(Stored data)
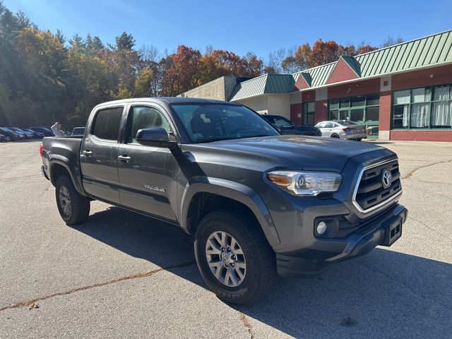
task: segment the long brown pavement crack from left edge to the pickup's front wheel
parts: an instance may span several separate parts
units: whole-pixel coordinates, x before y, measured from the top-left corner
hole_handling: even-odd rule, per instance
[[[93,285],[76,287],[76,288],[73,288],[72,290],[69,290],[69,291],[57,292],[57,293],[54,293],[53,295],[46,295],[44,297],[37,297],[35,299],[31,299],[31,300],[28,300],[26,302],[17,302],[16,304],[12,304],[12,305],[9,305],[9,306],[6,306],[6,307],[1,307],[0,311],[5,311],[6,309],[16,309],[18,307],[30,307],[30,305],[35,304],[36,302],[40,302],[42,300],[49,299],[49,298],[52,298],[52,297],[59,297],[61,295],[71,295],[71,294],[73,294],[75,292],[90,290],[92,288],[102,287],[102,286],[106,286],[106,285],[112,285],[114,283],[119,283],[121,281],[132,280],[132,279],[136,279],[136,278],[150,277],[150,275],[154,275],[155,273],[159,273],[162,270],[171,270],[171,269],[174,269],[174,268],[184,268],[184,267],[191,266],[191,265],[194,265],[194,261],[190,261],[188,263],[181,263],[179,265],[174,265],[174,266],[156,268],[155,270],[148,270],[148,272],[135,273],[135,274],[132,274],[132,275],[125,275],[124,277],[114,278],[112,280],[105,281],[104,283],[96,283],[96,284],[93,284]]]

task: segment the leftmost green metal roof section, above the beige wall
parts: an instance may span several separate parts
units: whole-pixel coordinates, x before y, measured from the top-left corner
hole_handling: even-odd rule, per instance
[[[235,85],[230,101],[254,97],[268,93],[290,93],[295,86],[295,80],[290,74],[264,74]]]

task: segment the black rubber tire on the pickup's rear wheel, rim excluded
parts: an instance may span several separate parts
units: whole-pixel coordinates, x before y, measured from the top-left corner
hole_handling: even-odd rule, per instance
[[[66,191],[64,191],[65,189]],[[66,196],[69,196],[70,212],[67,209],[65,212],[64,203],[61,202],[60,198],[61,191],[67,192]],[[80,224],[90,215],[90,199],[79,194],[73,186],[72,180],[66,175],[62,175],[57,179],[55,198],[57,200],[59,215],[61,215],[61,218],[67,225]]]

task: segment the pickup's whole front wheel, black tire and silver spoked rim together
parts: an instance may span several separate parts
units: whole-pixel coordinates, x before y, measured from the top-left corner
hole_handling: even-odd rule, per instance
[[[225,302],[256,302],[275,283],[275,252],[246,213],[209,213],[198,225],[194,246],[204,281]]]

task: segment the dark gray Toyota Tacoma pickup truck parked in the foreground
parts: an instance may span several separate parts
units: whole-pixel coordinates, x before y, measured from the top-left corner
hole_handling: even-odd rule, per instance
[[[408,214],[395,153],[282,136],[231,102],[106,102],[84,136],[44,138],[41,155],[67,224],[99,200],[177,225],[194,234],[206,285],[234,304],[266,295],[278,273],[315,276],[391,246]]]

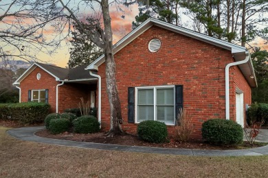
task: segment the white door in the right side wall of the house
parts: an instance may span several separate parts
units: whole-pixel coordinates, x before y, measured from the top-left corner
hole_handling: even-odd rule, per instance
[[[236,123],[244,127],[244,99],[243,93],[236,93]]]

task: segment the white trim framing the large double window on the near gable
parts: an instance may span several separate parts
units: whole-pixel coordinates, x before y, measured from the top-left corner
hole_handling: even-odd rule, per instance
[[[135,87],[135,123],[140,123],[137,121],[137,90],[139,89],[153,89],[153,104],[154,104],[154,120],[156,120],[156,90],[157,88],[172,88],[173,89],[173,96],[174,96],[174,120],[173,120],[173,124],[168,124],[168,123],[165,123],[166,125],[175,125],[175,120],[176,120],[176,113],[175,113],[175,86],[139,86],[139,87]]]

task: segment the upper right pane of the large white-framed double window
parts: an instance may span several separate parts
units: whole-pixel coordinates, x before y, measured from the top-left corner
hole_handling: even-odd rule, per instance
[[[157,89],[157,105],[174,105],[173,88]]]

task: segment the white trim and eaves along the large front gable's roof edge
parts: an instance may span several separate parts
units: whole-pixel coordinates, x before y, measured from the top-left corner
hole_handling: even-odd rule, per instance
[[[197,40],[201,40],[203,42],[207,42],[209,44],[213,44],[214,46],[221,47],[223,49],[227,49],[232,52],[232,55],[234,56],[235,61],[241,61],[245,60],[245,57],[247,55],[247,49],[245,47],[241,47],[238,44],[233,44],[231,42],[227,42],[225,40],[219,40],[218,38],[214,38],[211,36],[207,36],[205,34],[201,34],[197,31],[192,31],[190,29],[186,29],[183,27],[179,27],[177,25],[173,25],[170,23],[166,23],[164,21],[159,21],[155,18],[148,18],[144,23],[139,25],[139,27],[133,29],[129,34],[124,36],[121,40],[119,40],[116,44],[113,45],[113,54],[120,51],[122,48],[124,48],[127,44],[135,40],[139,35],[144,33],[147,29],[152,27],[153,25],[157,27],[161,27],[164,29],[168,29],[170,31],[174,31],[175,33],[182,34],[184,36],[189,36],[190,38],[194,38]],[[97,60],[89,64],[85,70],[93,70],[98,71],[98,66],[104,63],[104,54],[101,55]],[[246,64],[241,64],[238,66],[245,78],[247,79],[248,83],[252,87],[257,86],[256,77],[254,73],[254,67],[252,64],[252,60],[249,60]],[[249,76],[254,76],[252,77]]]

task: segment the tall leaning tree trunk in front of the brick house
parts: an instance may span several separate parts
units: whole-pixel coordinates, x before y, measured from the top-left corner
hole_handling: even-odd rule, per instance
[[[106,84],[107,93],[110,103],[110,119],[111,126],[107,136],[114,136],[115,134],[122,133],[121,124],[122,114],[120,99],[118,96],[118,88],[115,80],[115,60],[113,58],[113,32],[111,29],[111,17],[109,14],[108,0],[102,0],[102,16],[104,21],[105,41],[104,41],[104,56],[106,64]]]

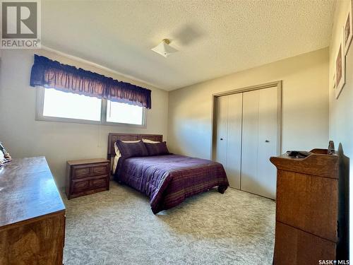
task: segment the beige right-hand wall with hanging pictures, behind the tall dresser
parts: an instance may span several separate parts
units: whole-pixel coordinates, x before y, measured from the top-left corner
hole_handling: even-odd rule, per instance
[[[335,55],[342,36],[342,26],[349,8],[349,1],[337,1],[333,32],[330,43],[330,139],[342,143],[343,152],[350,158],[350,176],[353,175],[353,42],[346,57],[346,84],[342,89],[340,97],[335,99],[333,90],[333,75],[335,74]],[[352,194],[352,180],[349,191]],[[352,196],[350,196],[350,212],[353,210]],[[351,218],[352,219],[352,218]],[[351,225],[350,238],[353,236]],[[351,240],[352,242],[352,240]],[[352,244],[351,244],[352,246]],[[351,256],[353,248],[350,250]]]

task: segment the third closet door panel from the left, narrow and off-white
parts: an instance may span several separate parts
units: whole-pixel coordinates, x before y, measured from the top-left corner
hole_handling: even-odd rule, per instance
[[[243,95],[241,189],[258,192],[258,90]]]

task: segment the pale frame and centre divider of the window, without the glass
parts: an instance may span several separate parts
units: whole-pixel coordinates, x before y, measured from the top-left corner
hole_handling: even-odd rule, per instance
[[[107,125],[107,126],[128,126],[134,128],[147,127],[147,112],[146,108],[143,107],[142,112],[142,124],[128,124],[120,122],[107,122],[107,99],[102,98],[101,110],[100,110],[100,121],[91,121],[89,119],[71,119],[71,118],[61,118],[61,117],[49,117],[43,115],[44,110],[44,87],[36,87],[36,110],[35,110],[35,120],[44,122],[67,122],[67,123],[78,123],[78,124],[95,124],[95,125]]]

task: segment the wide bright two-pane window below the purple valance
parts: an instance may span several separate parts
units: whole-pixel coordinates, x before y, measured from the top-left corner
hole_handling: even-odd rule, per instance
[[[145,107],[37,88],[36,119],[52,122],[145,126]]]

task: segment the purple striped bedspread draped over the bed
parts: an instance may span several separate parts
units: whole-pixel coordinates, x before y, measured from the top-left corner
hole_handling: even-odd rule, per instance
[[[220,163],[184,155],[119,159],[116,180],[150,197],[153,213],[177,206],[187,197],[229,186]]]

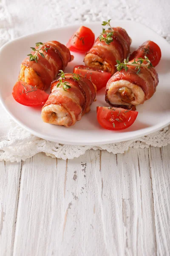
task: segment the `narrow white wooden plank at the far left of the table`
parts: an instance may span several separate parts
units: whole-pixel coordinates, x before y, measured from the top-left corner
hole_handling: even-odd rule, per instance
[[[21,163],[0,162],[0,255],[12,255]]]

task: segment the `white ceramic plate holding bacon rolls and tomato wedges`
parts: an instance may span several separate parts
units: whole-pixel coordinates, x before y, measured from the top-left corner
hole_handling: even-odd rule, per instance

* [TASK PROMPT] Lines above with "purple" in them are the ones to copy.

* [RESPONSE BOX]
task: segment the wide bright two-pane window below the purple valance
task: segment the purple striped bedspread draped over the bed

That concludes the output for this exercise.